— START —

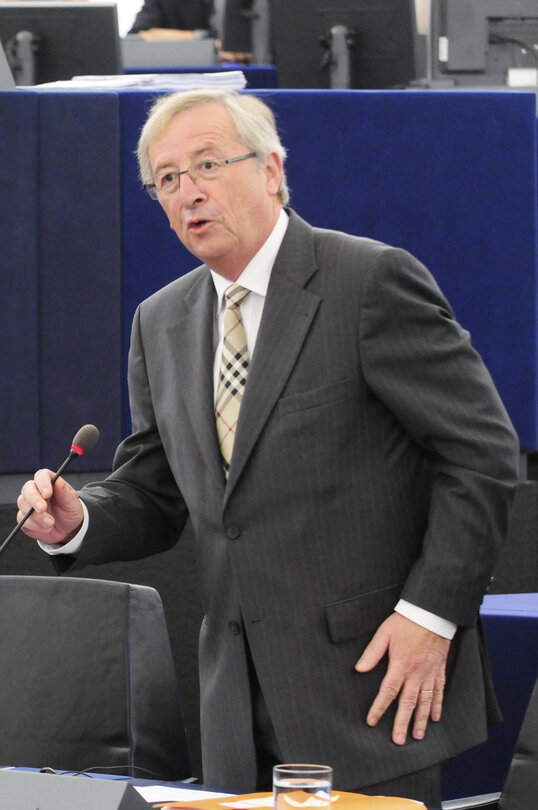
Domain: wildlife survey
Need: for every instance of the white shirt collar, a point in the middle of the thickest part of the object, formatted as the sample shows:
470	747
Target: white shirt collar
255	277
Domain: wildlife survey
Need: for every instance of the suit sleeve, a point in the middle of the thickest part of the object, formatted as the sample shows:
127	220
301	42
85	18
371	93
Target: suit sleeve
421	363
138	510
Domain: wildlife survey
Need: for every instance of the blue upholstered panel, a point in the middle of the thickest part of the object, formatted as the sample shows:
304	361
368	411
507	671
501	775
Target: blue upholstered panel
19	369
450	176
79	273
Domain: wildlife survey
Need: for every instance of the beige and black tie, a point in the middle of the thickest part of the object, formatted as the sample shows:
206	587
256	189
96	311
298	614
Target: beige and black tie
233	373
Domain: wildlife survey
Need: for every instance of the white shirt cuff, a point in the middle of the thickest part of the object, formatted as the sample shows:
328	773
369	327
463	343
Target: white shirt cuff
74	544
426	619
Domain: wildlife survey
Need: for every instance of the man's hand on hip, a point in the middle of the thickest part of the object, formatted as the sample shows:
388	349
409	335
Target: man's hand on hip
415	675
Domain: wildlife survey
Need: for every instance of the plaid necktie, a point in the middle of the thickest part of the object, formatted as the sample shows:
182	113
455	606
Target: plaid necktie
233	373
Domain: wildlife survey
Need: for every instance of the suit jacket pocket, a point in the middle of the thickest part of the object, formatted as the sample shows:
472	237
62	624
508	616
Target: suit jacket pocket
324	395
360	615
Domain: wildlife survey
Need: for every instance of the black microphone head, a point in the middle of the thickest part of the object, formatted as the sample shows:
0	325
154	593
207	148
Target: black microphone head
85	438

— END —

## Task goal
Can you give all the rows above again with "wildlife survey" swapped for "portrait session" and everything else unchanged? Leave the pictures out.

## Answer
Domain: portrait session
Need: for every instance of the white shirt collar, a point in the middle of the thickest part of the object, formatted as the sample shows:
470	747
Target: white shirt collar
255	277
Domain: portrait session
Need: for every instance of the suit sleeve, a point in the middle of the thickest part of the object, formatted as the sample shows:
127	220
301	42
85	18
371	93
Target: suit sleeve
421	363
138	510
Domain: portrait session
Need: for every instance of the blue upholstered panel, a point in the middle of the thickest part of the object, formatted as the sample shows:
304	361
368	411
507	671
501	775
Target: blue upholstered panel
19	369
450	176
79	273
Domain: portrait session
Need: for every instance of the beige and black tie, a point in the middle of the thickest part of the object, formatted as the sample shows:
206	587
256	189
96	311
298	614
Target: beige and black tie
233	373
Domain: portrait session
Need: for every instance of the white shirt cuff, a point in the middle of the thickest part of the object, formatted as the sample shows:
328	773
369	327
463	343
Target: white shirt cuff
74	544
426	619
Domain: portrait session
Need: for every instance of the man's hand on hip, a point in the middle of the thickest part of the object, formatted as the sample shows:
388	349
409	335
Target: man's hand on hip
415	675
Domain: portrait session
Need: for every instance of the plaid necktie, a point in the middle of the thickest part of the object, formatted as the sample shows:
182	113
455	606
Target: plaid necktie
233	373
Domain: portrait session
Need: for every instance of the suit jacket pocket, a point in the middle of the thickest part of the object, formatted as the sample shows:
472	237
62	624
508	616
Target: suit jacket pocket
324	395
360	615
Domain: portrait session
Need: for every instance of the black microphone head, a point in the middle of the thickest part of the object, formatted as the sample shows:
0	325
154	593
207	148
Target: black microphone head
85	438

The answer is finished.